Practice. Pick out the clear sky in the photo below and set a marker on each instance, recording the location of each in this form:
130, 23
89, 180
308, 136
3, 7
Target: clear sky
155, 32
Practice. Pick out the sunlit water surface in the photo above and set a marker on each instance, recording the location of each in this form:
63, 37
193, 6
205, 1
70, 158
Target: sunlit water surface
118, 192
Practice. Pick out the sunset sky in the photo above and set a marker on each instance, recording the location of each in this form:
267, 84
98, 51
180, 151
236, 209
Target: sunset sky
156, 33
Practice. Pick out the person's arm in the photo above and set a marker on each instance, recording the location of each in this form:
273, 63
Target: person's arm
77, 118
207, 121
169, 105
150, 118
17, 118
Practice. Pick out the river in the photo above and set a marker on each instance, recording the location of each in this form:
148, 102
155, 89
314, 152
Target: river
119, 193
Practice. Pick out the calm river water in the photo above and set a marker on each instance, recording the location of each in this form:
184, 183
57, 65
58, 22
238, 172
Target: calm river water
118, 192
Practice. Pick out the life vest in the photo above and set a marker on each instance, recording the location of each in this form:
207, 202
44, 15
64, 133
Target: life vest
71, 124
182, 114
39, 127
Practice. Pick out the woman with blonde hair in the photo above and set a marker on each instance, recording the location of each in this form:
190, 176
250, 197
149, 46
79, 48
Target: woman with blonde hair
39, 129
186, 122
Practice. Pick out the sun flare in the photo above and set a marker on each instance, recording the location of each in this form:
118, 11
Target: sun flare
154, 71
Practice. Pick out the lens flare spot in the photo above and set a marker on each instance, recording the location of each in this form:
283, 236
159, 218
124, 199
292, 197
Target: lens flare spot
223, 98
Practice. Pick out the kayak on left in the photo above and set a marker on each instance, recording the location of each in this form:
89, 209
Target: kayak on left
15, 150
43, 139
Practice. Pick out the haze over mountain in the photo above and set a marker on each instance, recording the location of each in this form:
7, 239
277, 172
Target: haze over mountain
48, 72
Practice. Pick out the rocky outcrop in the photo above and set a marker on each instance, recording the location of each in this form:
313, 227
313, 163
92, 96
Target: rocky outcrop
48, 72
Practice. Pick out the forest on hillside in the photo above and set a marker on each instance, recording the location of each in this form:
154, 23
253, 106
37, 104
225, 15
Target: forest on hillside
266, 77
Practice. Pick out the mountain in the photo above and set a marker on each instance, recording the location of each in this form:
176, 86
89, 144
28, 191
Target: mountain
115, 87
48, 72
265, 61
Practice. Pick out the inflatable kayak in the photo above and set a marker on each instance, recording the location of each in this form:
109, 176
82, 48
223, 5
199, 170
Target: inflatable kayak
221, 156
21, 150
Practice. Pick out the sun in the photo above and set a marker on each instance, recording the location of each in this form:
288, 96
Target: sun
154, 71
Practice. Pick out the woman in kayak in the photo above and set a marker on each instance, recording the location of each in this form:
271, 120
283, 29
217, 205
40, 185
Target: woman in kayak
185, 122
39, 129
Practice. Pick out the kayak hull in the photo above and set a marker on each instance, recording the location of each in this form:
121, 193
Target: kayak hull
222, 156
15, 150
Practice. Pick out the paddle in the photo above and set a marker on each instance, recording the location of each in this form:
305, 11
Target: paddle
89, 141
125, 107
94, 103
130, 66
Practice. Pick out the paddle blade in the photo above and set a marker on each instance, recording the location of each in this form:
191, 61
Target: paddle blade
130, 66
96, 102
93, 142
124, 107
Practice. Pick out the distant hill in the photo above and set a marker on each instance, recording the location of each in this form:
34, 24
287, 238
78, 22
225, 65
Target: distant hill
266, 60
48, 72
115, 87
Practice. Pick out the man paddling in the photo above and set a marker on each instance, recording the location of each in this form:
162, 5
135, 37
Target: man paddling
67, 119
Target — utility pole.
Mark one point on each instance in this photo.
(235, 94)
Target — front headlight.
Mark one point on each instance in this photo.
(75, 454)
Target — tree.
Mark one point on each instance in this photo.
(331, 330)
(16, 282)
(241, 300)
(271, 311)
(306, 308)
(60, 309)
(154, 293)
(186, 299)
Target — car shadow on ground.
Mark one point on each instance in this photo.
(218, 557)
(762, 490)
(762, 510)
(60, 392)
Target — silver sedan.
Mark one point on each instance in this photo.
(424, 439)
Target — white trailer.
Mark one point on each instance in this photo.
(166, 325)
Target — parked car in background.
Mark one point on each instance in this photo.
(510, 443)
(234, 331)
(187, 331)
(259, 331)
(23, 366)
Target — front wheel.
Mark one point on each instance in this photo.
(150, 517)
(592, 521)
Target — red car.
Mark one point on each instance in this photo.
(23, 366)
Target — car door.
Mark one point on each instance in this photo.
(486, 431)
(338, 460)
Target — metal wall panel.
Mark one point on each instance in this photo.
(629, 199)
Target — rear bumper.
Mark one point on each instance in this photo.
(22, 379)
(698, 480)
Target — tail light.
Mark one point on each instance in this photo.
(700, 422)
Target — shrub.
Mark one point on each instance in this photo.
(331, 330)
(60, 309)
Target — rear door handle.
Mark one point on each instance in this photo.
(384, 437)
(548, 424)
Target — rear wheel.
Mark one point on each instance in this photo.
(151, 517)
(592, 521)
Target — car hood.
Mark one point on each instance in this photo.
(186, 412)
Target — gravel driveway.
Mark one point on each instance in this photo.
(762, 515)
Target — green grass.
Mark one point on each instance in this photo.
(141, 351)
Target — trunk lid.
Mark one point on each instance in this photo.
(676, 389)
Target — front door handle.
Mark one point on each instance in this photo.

* **WRITTEN TASK**
Copy all of the material above line for line, with no changes.

* **EXERCISE ANSWER**
Practice. Pick out the clear sky in the photo below and set a marker on each instance, recording the location of each in this form:
130, 23
89, 180
308, 136
3, 7
Target: clear sky
155, 32
Practice. Pick out the sunlit water surface in the photo above and set a marker on each instance, recording the location of each in this form:
63, 37
193, 6
205, 1
70, 158
Target: sunlit water surface
118, 192
Practice. Pick out the sunset sky in the photo above and set a marker on each instance, recording the location of each in this form:
267, 84
98, 51
180, 151
236, 209
Target: sunset sky
156, 33
Practice. Pick out the person's arm in the photo above and set a marker on each instance, recording the location of each in this form:
273, 63
Target: person's arm
77, 118
207, 121
169, 105
150, 118
17, 118
Practice. Pick out the river in the photo above and set a marker on each instance, recording the location of each in this form:
148, 102
155, 89
314, 152
Target: river
119, 193
Practice. Pick out the calm river water in the photo above and set a marker on each instance, recording the location of each in this form:
184, 183
57, 65
58, 22
238, 172
Target: calm river water
118, 192
Practice. Pick out the life vest in the photo above and set a marker on each instance, recording the location of each in this form:
207, 202
44, 15
64, 133
Target: life vest
71, 124
182, 114
39, 127
Practice. Pick out the woman with blonde hair in the photo above and set a marker on each instance, recording the location of each in this form:
190, 176
250, 197
149, 46
79, 48
Target: woman with blonde hair
39, 129
186, 122
Practice. Pick out the sun flare in the photo above and set a marker on each instance, recording the location of each in this form:
118, 11
Target: sun flare
154, 71
Practice. Pick out the lens flare spot in the photo above and set a marker on each instance, recording the location of each in this form:
283, 236
159, 218
124, 199
292, 197
Target: lens flare spot
223, 98
Practice. Pick out the kayak on left in the photo above and set a marker on each instance, recording the location of each in this form:
89, 209
Target: kayak on left
15, 150
43, 139
Practice. Pick out the haze over mountain in the photo above and set a marker on each instance, recording the location of each in this form:
7, 239
277, 172
Target: haze over mountain
48, 72
Practice. Pick out the rocky outcrop in the photo above and set a marker on each instance, recording the location of each in this form:
313, 227
313, 163
92, 96
Target: rocky outcrop
48, 72
Practice. Pick out the forest on hillside in the photo above and set a marker on each instance, recording the location of each in this form:
154, 23
253, 106
37, 104
225, 15
Target: forest on hillside
266, 77
Practice. Pick out the mountain in the photo above and set a marker on each instance, recording the location of each in this form:
176, 86
89, 144
28, 191
Target: mountain
115, 87
48, 72
265, 61
Practice. Pick out the inflatable kayak in the photo above and set a marker on each instance, recording the location of each in this form:
109, 176
82, 48
223, 5
199, 170
Target: inflatable kayak
221, 156
21, 150
Practice. Pick out the sun in the photo above and set a marker on each instance, recording the location of each in this form:
288, 96
Target: sun
154, 71
Practice. Pick out the woman in kayak in the photo above and set a marker on each instance, recording the location of each in this form:
271, 120
283, 29
217, 205
40, 185
Target: woman in kayak
185, 122
39, 129
Practice. Pick out the kayak hull in the photo above and set a marker on each instance, recording the location of each in this form:
121, 193
Target: kayak hull
222, 156
15, 150
Practice. Pick out the paddle in the photo above and set a marker on each instance, recording the location of each in this form:
305, 11
Target: paddle
89, 141
125, 107
94, 103
130, 66
Practice. Pick out the paddle blade in the photo above and set a marker on each instance, recording the location of each in this form:
191, 61
Target: paddle blade
130, 66
96, 102
93, 142
124, 107
Practice. Pick out the distant hill in the photo above and set a marker on each instance, recording the location of each in this form:
34, 24
287, 238
78, 22
225, 65
Target: distant hill
266, 60
48, 72
115, 87
Practice. Pick out the man paddling in the photo above and set a marker on each instance, recording the location of each in this form:
162, 5
135, 37
Target: man paddling
67, 119
Target — utility pole.
Mark one point on each instance in this photo.
(235, 94)
Target — front headlight.
Mark one point on each instance in this photo.
(75, 454)
Target — tree.
Mark one point on each instance in this photo.
(331, 330)
(16, 282)
(241, 300)
(271, 311)
(306, 308)
(60, 309)
(154, 293)
(186, 299)
Target — car shadow on ground.
Mark one point on each instance in this photo.
(218, 557)
(762, 490)
(762, 510)
(60, 392)
Target — silver sedan.
Mark one point on each instance in this photo.
(424, 439)
Target — white trailer.
Mark one point on each instance in this photo.
(166, 325)
Target — parked car in background.
Mark one point on each instance in this photo.
(510, 443)
(234, 331)
(187, 331)
(259, 331)
(23, 366)
Target — front wheel.
Mark one point on each instance in this photo.
(150, 517)
(592, 521)
Target — red car.
Mark one point on each instance in this photo.
(23, 366)
Target — car door.
Mark one point on each instance in this photo.
(486, 431)
(338, 460)
Target — metal wall panel.
Mark one point on each instance in this photo.
(629, 199)
Target — rear bumper.
Mark one point on each instance in this photo.
(22, 379)
(698, 480)
Target — tail light.
Mark one point on each instance in this photo.
(700, 422)
Target — shrub.
Mark one point on each instance in this photo.
(331, 330)
(60, 309)
Target — rear door handle.
Mark one point on each instance in this photo.
(384, 437)
(548, 424)
Target — rear wheel.
Mark one point on each instance in this photo.
(151, 517)
(592, 521)
Target — car hood.
Mark one point on each instance in this photo.
(186, 412)
Target — gravel driveway.
Mark one point on each instance in this photo.
(762, 515)
Target — green grass.
Mark one point on each instance in this photo.
(141, 351)
Target — trunk lid.
Mark one point on each instance in this photo.
(676, 389)
Target — front door handle.
Mark one point on each instance in this photo.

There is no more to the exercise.